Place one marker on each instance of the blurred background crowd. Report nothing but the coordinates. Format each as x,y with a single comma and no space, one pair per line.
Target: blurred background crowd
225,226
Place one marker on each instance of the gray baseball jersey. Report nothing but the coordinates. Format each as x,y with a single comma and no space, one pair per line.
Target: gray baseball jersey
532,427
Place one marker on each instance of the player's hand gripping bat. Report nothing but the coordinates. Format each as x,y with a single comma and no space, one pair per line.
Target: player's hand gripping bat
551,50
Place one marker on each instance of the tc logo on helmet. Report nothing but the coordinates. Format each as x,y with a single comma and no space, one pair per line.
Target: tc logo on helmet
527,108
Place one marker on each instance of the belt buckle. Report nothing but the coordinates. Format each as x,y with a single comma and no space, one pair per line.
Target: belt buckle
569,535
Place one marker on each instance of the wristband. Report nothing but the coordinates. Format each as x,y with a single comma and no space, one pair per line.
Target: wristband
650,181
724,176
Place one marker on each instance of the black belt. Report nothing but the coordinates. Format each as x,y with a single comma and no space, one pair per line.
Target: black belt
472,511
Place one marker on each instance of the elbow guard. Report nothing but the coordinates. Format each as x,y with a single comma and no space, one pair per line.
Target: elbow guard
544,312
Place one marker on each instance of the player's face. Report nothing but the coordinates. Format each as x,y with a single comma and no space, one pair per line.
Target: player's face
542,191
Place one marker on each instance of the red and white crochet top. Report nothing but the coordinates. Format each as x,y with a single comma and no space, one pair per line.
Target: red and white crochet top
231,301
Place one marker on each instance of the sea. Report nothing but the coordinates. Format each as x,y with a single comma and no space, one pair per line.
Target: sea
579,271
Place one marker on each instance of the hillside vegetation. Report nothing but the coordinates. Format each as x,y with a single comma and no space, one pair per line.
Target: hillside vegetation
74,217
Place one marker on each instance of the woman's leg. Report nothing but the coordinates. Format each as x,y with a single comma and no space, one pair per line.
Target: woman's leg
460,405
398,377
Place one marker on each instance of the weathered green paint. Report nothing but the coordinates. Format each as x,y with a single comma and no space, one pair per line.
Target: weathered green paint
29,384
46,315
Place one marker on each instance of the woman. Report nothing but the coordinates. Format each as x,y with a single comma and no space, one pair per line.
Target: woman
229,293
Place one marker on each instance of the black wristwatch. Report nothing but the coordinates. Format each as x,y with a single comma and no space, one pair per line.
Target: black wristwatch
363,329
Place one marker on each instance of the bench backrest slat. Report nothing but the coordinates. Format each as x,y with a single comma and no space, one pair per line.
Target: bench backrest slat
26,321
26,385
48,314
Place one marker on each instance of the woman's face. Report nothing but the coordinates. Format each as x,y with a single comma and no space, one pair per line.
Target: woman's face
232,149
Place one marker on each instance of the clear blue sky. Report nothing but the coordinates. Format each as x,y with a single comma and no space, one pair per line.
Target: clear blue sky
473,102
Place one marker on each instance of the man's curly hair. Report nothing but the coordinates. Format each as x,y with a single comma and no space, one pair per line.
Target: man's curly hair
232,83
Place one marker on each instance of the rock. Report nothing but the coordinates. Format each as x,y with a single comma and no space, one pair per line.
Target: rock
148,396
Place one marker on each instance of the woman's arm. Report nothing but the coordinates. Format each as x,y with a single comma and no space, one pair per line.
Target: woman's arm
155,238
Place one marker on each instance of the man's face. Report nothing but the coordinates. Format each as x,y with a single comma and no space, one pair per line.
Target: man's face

**Stated task**
Copy every one of the lines above again, character for character.

**Task answer**
Place one marker on each instance of the blurred background crowd. Report nothing but the coordinates. Format each as x,y with a single comma and no space, one pair per line.
Target: blurred background crowd
225,226
Place one marker on each instance of the gray baseball jersey. Report nothing but the coordinates. Format each as x,y with a single comma and no space, one pair per line.
Target: gray baseball jersey
532,427
Place one marker on each instance of the player's hand gripping bat. Report nothing but the coordinates. Format each as x,y with a single comma and no space, one pair per line.
Target: player's hand gripping bat
551,50
Place one marker on each instance of the tc logo on helmet. Report nothing but the coordinates. Format each as x,y with a single comma and no space, one pair per line.
Target: tc logo on helmet
527,108
Place one marker on each instance of the belt buckle. Report nothing but the coordinates. Format each as x,y with a single comma and no space, one pair per line.
Target: belt buckle
569,535
Place one marker on each instance of the wristband. Report nothing but the coordinates. Format each as x,y with a single comma and no space, one pair per line.
Target: wristband
650,181
724,176
Place one marker on each instance of the black belt. Report nothing but the coordinates. Format each as x,y with a single comma and no space, one pair per line.
Target: black belt
472,511
Place one marker on each instance of the elbow guard. Report nothing but the coordinates. Format each as x,y with a single comma and no space, one pair per line.
Target: elbow guard
544,312
Place one marker on each instance of the player's face. Report nothing but the coordinates. Format each as x,y with a single comma and no space, one pair per line.
Target: player's face
542,191
Place one marker on each instance of the red and white crochet top. Report nothing but the coordinates. Format each as x,y with a single comma and no space, one pair per line.
Target: red and white crochet top
231,301
Place one marker on each instance of the sea. Report nothing but the coordinates. Format each as x,y with a single comma and no space, one pair per line.
Target: sea
579,271
Place one marker on each instance of the hillside vegetation. Report nothing but the coordinates. Format each as x,y with a single comma and no space, one pair per line.
Target: hillside vegetation
74,217
Place one marker on each instance of the woman's leg. Report nothing but the coordinates. Format each as x,y with a single comma and no space, one pair per line.
Target: woman's leg
460,405
398,377
Place one marker on each instance of the weathered green paint. Report nothing but the coordinates. Format each as x,y with a single comma and no space, one pair per line.
Target: weathered green paint
29,384
46,315
Place one marker on each instance of the woman. Report nothing but the coordinates. Format each as x,y with a single comma and no space, one pair per line.
Target: woman
229,293
Place one marker on each instance of the black wristwatch. Report nothing but the coordinates. Format each as x,y with a single comma and no space, one pair per line.
Target: black wristwatch
363,329
Place one marker on each instance of the bench backrest slat. Report nothing but the coordinates. Format each as x,y with a single comma and no space, one pair per line.
Target: bench backrest slat
26,321
26,385
48,314
Place one marker on each instance of the woman's face. Report nothing but the coordinates. Format each as x,y with a single comma and no space, one pair per line.
Target: woman's face
232,149
Place one marker on each instance of the clear blue sky. Report nothing but the coordinates. Format each as x,y with a single comma and no space, one pair per line.
Target: clear blue sky
473,102
Place one marker on each instance of the man's curly hair. Report nothing but the coordinates. Format each as x,y with a single comma and no space, one pair per line.
Target: man's curly hair
232,83
Place one marker on each instance of the rock. Report nothing but the coordinates. Format each as x,y with a single comma and no space, one pair per line.
Target: rock
148,396
Place one marker on each instance of the woman's arm. Report nothing but the coordinates. Format each as x,y with a single comma and no space, one pair per line.
Target: woman's arm
155,238
Place one marker on each instance of the man's face. Report nothing but the coordinates. Format each as x,y with a single comma and no space, one pair per line.
Target: man's face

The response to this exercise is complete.